- _Tasks to carry out_
1: Reproduce the passage from the account of Dodworth Hall on Broadway verbatim, starting with "But the northward" and going on through "crowds cheap amusements.".
2: Summarize the account of Dodworth Hall on Broadway in two sentences.
3: Continue the account of Dodworth Hall on Broadway from the point at which it ends.

- _Source text_
Thursday, June 4, 2015

The Gothic Revival Nos. 806-808 Broadway

In September 1852 Allen Dodworth opened his Dancing Academy in a new double-wide brownstone structure at Nos. 806 and 808 Broadway.  He and his family lived in part of the building while the magnificent Dodworth’s Hall made up the remainder. 

On September 16 The New York Times gushed “In this City of magnificent tastes, private enterprise, stimulated by boundless liberality, erects palaces, decorates and furnishes them in the style that may well be called royal, and after incurring an expense that would be deemed ruinous in plodding Europe, realizes vast fortunes by its brilliant experiments…Prosperous of a joyous temperament, and with hands open as the day, the people of New-York long ago determined that their amusements, like their business, should be conducted on a grand and magnificent scale—and they are.”

It was merely an introduction to a description of Dodworth’s new edifice.  The newspaper said Allen Dodworth “is unquestionably the occupant of the most splendid private Dancing Acadmy in this country.”

Dodworth Hall sat directly north of the Grace Church rectory which, like the church, was designed by James Renwick, Jr.   The Hall blended in with the nearby mansions—faced in brownstone and designed in the Italianate style. 

But the northward migration of Manhattan’s wealthy that had prompted Dodworth to erect his exclusive academy here continued on.    In 1861 he left Broadway, moving his high-toned hall to Fifth Avenue and 26th Street.  The Broadway venue where New York’s upper crust had heard Europe’s finest performers now offered crowds cheap amusements.

- _Dataset_
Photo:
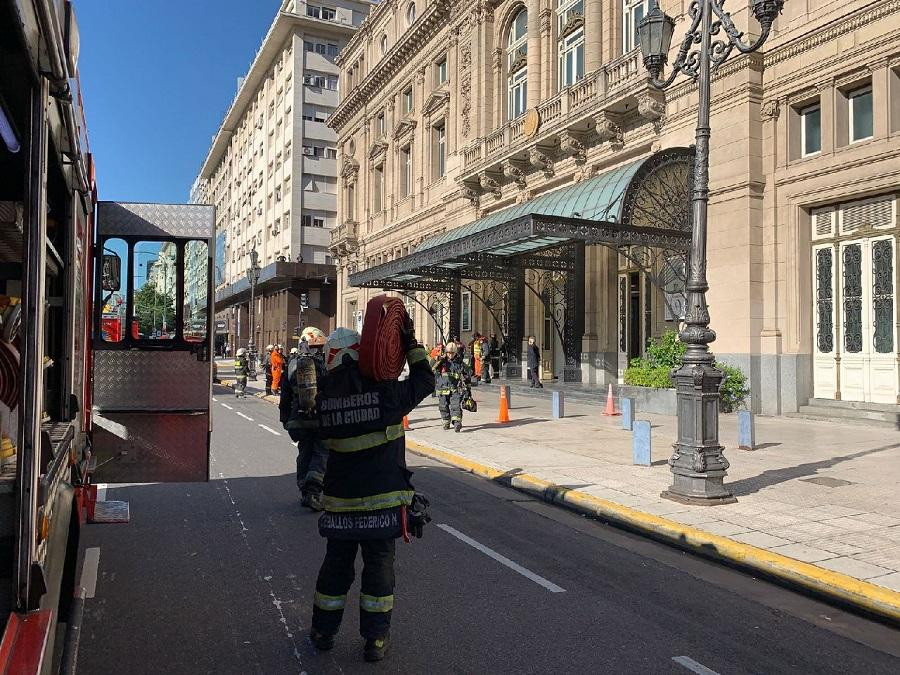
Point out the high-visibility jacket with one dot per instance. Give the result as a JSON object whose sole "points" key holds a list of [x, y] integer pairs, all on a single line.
{"points": [[361, 425], [451, 375]]}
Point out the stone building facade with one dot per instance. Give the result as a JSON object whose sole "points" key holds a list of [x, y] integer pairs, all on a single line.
{"points": [[271, 172], [458, 113]]}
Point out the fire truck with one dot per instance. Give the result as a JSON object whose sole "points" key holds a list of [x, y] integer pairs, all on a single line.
{"points": [[82, 400]]}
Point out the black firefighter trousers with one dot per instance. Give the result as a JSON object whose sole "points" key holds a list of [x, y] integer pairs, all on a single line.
{"points": [[376, 597]]}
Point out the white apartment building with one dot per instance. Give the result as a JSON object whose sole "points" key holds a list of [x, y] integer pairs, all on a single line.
{"points": [[271, 172]]}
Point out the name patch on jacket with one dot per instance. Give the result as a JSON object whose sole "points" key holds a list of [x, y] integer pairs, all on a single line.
{"points": [[384, 524], [338, 410]]}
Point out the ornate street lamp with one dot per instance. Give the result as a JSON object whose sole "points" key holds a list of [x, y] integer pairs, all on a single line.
{"points": [[697, 463], [253, 277]]}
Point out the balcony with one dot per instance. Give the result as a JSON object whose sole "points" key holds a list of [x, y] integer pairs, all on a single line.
{"points": [[588, 112], [344, 239]]}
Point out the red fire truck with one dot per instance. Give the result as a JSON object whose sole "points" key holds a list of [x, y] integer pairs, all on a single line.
{"points": [[74, 405]]}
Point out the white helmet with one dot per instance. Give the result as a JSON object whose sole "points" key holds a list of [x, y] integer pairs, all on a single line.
{"points": [[341, 341]]}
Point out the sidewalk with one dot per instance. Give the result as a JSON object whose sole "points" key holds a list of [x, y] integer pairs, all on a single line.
{"points": [[818, 493]]}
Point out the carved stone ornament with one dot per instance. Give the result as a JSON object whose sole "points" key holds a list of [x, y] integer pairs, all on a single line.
{"points": [[489, 184], [378, 147], [571, 144], [770, 110], [540, 158], [651, 107], [607, 128], [514, 170]]}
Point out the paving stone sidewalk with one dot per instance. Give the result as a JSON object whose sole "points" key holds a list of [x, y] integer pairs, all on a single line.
{"points": [[823, 493]]}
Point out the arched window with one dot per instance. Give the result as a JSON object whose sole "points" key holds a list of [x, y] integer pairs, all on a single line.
{"points": [[570, 22], [517, 65]]}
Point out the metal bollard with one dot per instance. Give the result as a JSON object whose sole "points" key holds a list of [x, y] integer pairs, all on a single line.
{"points": [[628, 409], [746, 430], [640, 443], [559, 405]]}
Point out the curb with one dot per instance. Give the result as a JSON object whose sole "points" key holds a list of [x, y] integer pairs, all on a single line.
{"points": [[842, 588]]}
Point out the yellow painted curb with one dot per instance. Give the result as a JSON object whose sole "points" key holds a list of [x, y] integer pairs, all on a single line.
{"points": [[869, 597]]}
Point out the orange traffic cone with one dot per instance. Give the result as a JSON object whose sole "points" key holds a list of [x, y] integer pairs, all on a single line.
{"points": [[503, 417], [610, 405]]}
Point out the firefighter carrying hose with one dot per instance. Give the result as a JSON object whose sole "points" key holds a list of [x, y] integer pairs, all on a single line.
{"points": [[452, 380], [369, 499], [297, 413]]}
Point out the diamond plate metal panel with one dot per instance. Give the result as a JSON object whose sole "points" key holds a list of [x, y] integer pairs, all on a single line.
{"points": [[151, 448], [150, 380], [193, 221]]}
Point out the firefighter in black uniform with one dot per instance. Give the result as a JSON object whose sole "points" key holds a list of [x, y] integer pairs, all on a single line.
{"points": [[369, 499], [299, 419], [452, 379]]}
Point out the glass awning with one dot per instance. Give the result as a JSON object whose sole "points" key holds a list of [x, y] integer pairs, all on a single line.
{"points": [[645, 202]]}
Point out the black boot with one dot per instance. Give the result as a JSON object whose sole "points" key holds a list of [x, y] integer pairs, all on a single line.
{"points": [[376, 648]]}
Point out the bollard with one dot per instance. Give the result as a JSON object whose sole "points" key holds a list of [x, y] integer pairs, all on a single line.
{"points": [[746, 430], [559, 405], [640, 443], [627, 413]]}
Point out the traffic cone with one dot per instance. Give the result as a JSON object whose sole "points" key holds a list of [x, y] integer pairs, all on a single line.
{"points": [[610, 405], [503, 417]]}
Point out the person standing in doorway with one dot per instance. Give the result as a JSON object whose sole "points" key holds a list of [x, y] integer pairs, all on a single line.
{"points": [[534, 363]]}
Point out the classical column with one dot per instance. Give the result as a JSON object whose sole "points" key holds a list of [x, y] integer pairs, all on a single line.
{"points": [[534, 53], [593, 35]]}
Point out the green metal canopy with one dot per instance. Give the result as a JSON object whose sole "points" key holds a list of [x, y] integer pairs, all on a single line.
{"points": [[644, 202]]}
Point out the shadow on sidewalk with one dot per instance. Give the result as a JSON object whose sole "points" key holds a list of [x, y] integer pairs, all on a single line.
{"points": [[770, 477]]}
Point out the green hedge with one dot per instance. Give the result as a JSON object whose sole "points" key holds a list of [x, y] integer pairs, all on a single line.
{"points": [[664, 354]]}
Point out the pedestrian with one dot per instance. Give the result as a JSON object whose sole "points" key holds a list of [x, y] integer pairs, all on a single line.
{"points": [[267, 367], [368, 498], [241, 371], [485, 360], [452, 379], [534, 363], [297, 413], [277, 369]]}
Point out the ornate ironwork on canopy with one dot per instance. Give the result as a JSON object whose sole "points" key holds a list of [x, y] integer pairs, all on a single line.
{"points": [[640, 205]]}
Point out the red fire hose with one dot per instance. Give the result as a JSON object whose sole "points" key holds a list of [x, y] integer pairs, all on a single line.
{"points": [[382, 353]]}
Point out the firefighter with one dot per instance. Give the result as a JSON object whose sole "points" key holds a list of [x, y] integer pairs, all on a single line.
{"points": [[368, 494], [452, 379], [299, 420], [241, 371], [267, 367], [277, 369]]}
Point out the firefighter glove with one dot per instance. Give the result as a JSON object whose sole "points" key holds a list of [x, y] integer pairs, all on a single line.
{"points": [[418, 515]]}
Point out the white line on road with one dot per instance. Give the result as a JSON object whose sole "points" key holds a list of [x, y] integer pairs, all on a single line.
{"points": [[89, 571], [692, 665], [503, 560]]}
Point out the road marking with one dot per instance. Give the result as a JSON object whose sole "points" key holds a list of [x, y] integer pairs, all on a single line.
{"points": [[692, 665], [503, 560], [89, 571]]}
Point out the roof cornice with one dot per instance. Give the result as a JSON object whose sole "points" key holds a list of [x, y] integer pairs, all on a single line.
{"points": [[431, 20]]}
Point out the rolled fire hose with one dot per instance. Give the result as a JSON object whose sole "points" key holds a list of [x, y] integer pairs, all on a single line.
{"points": [[382, 352]]}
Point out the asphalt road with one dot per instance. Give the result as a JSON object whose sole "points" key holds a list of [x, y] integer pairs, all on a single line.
{"points": [[219, 577]]}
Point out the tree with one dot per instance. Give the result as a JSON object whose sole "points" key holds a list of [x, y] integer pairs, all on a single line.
{"points": [[153, 309]]}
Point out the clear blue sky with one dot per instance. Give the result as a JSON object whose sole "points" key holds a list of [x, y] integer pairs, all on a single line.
{"points": [[157, 77]]}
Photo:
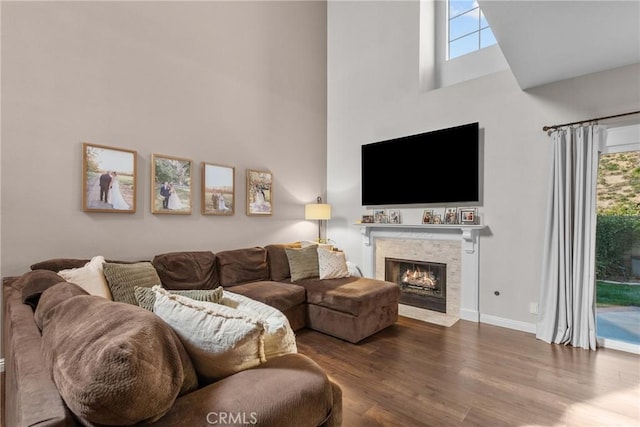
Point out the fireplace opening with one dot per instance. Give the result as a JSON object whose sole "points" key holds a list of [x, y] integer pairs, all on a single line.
{"points": [[422, 284]]}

- _Task-by-task outputs_
1:
But the northward migration of Manhattan’s wealthy that had prompted Dodworth to erect his exclusive academy here continued on.    In 1861 he left Broadway, moving his high-toned hall to Fifth Avenue and 26th Street.  The Broadway venue where New York’s upper crust had heard Europe’s finest performers now offered crowds cheap amusements.

2: In September 1852, Allen Dodworth opened his Dancing Academy in a new double-wide brownstone building at Nos. 806 and 808 Broadway, where his family lived alongside the hall, and The New York Times called him the occupant of the most splendid private dancing academy in the country. As wealthy New Yorkers continued moving north, Dodworth moved his hall to Fifth Avenue and 26th Street in 1861, and the Broadway venue came to offer cheap amusements to crowds.

3:
By the second half of the 1880s the Broadway blocks below Union Square filled with retail stores and shops.   The end of the line had come for Dodworth’s Hall.  In 1887 the architectural firm of Renwick, Aspinwall & Russell designed a store, office and loft building for the site. 

Completed the following year, it intentionally melded with the Grace Church complex.  Five floors of beige brick sat on a cast iron and brownstone base.  Exuberant terra cotta Gothic Revival details, pointed arches and corbels combined in a stately, nearly ecclesiastical structure.  The side wall, which would have been blank in nearly any other midblock location in the city, was as decorated as the Broadway façade, forming a romantic northern enclosure for the Grace Church lawn.

The building quickly filled with a variety of tenants.   On January 1, 1888 Robert K. Davies & Co., importers and manufacturers “of men’s furnishing goods,” moved in.  The firm, originally named John M. Davies & Co., had been started around 1850 by John M. Davies, who died in 1871 leaving an estate of more than $1.3 million.  When John M. Davies, Jr. died in 1887, the surviving son Robert carried on the business.

On April 20, 1890 The New York Times reported on the newly-formed American Book Company.   The result of a merger of four of the largest school book publishers in the country—Ivisen, Blakeman & Co., A. S. Barnes & Co.,  D Appleton & Co. of New York, and Van Antwerp, Bragg & Co. of Cincinnati—it now took space in the Broadway building.

Seeger and Guernsey’s Cyclopaedia of the Manufacturers and Products of the City of New York listed the broad array of school supplies also offered by the American Book Company.  Included were pen holders, pencils, pen racks, pen moisteners, rubber erasers, rulers, thumb tacks, school writing books, and writing books.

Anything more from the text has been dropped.